*Instructions*
**A)** List every percentage figure that appears in the use-of-funds passage, in the order they occur.
**B)** Reproduce the use-of-funds passage word for word from "These costs and" to "fees and expenses.".

*Supplied passage*
Approximately 70% of the funds raised will be expended on costs
and expenses considered necessary to ensure the Company and the
Southern Licences, which comprise the Company's primary asset, are
maintained in good order pending and through the farm-in process.
These costs and expenses include, inter alia, licence fees, direct
in-country costs and expenses (for example, the cost of maintaining
a physical office presence and data-room in The Bahamas), essential
staff costs (and in particular, local Bahamian staff), and other
necessary fees and expenses.
A further approximately 10% will be applied towards general
expenses considered necessary to see the Company through the
farm-in process, including the costs associated with maintaining
the Company's AIM listing (for example, AIM fees).
It is noted that the Company had previously announced that the
directors of the Company had agreed to defer 50% of their fees,
with such deferred fees to be repaid in shares conditional on
successful conclusion of a farm-in or other financing sufficient
for the drilling of an initial exploration well on the Southern
Licences. The Company had also previously announced that the CEO of
the Company had agreed to defer 90% of all salary on the same
basis. These arrangements will continue to apply such that only a
relatively small percentage of the funds raised (less than 8%) will
be applied to remuneration of the Chief Executive and Board (in the
absence of a farm-in).

Dataset entries:
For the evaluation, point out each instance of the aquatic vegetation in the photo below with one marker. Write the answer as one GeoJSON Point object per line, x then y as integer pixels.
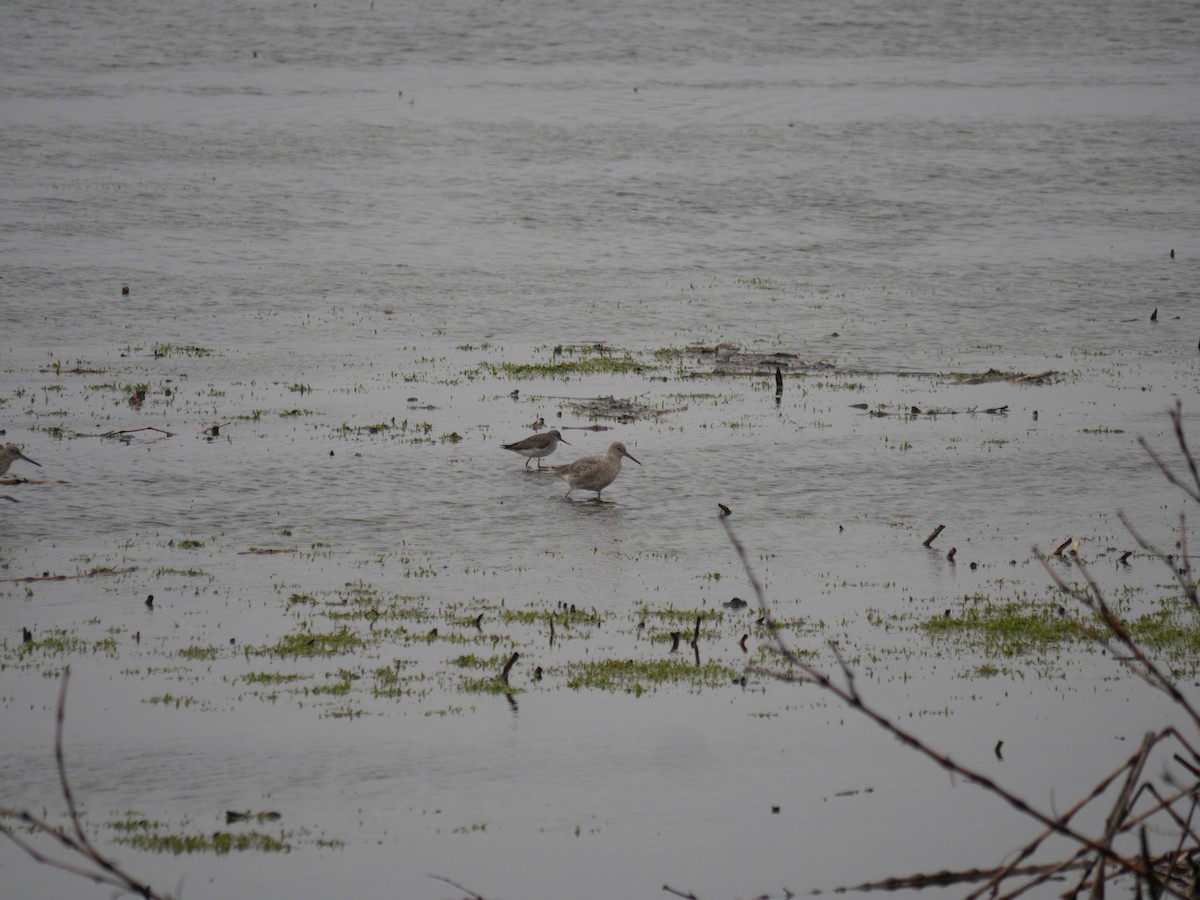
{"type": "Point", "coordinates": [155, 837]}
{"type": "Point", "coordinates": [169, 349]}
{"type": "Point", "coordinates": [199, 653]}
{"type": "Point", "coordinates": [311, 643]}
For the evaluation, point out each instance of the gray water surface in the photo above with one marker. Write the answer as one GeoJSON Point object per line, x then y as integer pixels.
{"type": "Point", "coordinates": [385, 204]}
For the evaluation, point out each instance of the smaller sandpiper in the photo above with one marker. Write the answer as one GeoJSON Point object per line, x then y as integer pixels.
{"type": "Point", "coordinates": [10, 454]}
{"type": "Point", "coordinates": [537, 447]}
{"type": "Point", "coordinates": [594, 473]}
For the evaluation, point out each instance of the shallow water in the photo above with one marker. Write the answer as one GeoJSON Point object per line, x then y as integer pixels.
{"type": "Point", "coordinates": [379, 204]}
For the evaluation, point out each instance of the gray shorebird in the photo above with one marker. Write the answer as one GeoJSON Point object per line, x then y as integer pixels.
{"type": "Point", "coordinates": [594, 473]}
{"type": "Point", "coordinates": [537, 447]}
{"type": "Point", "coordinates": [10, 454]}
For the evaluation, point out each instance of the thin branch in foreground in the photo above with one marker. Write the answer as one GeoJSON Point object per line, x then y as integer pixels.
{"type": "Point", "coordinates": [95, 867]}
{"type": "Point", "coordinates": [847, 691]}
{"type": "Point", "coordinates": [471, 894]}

*Outputs by task*
**A)**
- approximately 70%
- approximately 10%
- 50%
- 90%
- less than 8%

**B)**
These costs and expenses include, inter alia, licence fees, direct
in-country costs and expenses (for example, the cost of maintaining
a physical office presence and data-room in The Bahamas), essential
staff costs (and in particular, local Bahamian staff), and other
necessary fees and expenses.